### [Task instructions]
Please retype the lines of the data below without any changes, starting at the line that contains "of the short" and ending at the line that contains "(169, 1127)", with both of those lines included.

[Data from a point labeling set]
────

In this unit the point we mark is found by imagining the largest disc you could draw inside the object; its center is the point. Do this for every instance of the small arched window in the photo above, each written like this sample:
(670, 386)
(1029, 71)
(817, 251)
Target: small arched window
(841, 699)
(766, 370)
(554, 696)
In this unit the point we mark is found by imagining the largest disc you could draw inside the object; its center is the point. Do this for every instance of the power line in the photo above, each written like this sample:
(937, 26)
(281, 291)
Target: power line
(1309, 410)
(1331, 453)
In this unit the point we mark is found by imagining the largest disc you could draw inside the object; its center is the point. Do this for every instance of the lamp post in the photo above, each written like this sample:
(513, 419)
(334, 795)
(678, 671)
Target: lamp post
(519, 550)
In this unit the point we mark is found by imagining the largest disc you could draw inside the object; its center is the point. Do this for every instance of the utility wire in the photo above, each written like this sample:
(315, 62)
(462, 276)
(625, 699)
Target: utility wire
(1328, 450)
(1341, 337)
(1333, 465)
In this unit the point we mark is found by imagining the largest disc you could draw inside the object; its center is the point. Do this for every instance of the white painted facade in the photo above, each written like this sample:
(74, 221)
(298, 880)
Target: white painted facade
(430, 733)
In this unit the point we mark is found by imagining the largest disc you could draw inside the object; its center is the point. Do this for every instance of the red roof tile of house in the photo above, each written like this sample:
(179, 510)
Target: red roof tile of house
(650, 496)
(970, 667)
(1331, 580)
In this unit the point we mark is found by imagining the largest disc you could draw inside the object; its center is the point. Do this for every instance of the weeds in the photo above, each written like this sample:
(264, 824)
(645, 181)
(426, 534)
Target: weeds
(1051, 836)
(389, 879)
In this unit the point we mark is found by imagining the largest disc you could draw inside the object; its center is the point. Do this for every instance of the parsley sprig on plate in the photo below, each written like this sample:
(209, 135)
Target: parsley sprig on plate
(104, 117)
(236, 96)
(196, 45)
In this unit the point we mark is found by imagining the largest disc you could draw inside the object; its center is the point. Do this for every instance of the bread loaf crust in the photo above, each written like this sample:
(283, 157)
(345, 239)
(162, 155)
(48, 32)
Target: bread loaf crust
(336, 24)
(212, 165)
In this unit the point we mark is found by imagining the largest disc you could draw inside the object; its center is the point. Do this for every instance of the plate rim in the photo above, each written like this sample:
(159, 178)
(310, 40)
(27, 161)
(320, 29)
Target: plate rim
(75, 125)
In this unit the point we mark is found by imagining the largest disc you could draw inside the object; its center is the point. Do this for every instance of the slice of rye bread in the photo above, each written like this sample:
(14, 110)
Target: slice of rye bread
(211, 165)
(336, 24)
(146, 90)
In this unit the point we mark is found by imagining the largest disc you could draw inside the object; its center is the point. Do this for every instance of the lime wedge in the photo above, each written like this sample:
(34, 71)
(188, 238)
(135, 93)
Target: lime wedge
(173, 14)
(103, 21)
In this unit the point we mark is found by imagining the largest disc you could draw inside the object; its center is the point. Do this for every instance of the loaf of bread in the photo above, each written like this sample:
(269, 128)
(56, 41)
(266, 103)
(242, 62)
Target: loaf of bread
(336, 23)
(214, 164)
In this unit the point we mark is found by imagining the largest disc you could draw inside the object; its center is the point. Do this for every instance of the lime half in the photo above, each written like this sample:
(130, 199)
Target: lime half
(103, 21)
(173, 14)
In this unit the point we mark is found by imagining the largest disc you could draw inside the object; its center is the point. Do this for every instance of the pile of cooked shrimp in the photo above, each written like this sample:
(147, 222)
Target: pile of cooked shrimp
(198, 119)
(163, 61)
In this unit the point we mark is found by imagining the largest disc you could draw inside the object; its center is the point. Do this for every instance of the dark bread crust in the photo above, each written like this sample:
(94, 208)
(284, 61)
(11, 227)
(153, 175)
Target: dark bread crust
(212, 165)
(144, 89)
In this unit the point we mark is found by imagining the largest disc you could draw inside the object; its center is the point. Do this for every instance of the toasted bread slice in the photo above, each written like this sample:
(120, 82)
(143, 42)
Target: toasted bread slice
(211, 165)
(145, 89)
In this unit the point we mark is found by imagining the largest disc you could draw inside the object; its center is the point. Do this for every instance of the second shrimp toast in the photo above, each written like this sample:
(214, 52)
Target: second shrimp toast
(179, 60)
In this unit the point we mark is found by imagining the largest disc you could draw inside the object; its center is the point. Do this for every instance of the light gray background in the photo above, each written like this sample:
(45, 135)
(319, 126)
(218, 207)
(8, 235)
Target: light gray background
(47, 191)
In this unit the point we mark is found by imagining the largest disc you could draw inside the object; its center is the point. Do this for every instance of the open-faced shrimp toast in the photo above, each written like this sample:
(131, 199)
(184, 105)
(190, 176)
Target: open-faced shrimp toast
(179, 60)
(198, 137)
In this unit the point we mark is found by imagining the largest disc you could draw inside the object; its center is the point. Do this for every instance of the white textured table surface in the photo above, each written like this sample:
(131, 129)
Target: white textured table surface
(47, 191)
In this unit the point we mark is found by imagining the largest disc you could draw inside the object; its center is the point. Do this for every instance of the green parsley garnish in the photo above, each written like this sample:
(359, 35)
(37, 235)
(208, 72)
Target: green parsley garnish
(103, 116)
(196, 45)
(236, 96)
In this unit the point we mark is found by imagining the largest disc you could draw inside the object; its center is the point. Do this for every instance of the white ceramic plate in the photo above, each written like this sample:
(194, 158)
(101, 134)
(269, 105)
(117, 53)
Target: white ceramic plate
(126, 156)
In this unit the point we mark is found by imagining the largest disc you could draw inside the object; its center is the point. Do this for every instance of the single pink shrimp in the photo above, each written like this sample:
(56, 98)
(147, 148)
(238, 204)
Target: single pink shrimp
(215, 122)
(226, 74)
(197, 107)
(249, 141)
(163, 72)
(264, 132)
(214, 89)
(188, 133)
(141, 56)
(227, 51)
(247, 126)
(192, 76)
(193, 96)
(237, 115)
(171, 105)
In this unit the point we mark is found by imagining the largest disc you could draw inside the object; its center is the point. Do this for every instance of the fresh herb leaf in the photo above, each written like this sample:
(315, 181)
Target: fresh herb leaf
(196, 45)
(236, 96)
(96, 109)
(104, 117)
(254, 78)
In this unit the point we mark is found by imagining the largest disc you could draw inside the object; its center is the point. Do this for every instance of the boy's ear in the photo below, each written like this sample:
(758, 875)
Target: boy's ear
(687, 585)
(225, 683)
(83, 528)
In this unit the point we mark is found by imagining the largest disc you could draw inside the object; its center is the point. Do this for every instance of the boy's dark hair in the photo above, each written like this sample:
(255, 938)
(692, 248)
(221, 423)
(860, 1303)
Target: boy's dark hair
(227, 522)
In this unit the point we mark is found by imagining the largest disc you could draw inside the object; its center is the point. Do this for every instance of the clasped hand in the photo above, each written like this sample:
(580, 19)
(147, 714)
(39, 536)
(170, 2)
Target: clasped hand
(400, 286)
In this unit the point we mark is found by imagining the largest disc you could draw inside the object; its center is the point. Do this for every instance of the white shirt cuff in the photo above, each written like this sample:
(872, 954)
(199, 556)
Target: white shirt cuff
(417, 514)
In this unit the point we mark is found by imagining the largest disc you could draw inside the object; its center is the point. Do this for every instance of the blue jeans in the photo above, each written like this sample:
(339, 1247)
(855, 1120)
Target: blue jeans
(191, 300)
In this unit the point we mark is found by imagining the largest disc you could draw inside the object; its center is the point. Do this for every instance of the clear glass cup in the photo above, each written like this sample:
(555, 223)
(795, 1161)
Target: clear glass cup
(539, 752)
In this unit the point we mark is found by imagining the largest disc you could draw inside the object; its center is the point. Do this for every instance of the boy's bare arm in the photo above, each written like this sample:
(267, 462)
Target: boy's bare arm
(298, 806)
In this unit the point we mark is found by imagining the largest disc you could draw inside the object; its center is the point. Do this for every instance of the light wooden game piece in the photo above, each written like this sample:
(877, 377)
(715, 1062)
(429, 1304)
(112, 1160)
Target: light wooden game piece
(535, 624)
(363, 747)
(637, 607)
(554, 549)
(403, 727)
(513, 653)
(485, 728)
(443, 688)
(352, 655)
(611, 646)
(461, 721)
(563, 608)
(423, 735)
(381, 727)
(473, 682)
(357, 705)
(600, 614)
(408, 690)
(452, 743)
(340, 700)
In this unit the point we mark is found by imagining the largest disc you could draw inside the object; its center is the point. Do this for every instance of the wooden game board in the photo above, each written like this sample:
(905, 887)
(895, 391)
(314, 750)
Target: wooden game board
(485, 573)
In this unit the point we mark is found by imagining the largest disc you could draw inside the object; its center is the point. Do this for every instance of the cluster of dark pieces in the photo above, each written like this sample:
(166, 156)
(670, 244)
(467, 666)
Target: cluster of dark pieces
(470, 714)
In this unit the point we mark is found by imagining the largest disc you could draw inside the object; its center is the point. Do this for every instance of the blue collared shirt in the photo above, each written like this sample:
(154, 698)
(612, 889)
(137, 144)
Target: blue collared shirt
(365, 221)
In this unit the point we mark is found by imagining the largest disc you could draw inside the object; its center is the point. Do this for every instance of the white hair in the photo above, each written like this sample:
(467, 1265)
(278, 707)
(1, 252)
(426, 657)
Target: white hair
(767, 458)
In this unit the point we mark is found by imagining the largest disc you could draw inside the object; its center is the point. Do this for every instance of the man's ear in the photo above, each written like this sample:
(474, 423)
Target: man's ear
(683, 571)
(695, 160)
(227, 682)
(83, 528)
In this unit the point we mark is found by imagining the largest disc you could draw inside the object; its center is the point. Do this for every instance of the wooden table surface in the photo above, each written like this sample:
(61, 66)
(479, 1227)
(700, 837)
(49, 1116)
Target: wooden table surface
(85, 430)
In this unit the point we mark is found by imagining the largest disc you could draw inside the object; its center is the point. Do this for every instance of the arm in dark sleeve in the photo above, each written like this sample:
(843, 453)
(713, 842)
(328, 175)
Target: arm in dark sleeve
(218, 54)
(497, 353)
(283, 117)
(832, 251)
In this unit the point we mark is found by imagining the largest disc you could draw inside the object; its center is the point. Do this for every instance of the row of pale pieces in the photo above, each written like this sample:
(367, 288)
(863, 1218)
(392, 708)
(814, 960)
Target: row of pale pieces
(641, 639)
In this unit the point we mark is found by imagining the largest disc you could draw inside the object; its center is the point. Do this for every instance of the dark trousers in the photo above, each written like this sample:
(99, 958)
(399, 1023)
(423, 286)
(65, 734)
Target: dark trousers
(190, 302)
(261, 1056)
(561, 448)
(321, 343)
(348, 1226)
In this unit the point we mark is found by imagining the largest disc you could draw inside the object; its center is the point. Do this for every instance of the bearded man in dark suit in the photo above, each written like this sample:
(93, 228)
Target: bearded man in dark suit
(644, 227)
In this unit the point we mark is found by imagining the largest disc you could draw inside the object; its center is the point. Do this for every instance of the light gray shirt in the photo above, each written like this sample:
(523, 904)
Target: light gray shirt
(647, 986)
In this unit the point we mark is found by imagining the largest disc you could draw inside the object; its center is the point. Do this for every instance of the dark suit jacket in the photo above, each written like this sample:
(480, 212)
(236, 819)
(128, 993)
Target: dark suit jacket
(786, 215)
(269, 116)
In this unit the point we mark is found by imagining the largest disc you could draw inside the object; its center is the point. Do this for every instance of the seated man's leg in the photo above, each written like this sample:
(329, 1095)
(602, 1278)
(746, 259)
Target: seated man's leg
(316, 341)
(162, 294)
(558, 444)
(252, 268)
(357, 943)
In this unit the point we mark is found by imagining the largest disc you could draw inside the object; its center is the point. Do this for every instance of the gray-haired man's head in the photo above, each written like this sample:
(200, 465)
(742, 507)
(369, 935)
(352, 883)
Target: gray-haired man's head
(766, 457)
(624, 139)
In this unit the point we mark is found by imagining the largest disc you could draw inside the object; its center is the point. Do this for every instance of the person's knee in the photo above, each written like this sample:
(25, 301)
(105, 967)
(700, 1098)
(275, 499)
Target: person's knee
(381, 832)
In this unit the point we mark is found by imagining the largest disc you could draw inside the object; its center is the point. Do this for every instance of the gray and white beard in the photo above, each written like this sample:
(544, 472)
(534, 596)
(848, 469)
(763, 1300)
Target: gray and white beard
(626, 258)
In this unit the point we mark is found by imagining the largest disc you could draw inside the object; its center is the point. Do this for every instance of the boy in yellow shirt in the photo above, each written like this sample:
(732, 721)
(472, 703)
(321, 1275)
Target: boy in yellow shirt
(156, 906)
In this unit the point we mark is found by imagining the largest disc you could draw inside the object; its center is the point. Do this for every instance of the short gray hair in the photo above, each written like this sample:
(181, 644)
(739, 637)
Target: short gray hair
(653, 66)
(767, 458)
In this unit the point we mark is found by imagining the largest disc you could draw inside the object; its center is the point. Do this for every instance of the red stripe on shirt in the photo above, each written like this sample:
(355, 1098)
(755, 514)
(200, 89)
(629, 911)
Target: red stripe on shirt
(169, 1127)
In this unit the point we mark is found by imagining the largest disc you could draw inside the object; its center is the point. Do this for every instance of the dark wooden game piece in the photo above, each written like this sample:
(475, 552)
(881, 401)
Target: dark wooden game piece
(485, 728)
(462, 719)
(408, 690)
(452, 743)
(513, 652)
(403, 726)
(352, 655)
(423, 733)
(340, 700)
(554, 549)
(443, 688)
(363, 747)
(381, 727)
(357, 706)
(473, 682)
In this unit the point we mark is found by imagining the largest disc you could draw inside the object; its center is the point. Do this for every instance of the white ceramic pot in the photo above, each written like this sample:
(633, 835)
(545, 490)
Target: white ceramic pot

────

### [Right answer]
In this unit the point we mark is found by imagining the largest disc you could draw inside the object; its center is the point. Do this for every instance of the short gray hair in the photo above, each written like this sample:
(181, 644)
(739, 637)
Target: short gray hair
(653, 66)
(767, 458)
In this unit the point we mark is found by imagining the largest disc you could draw inside the object; its center is the point. Do this for every instance of the red stripe on shirt in the photo above, each written like this sample:
(355, 1098)
(755, 514)
(200, 89)
(629, 911)
Target: red stripe on shirt
(169, 1127)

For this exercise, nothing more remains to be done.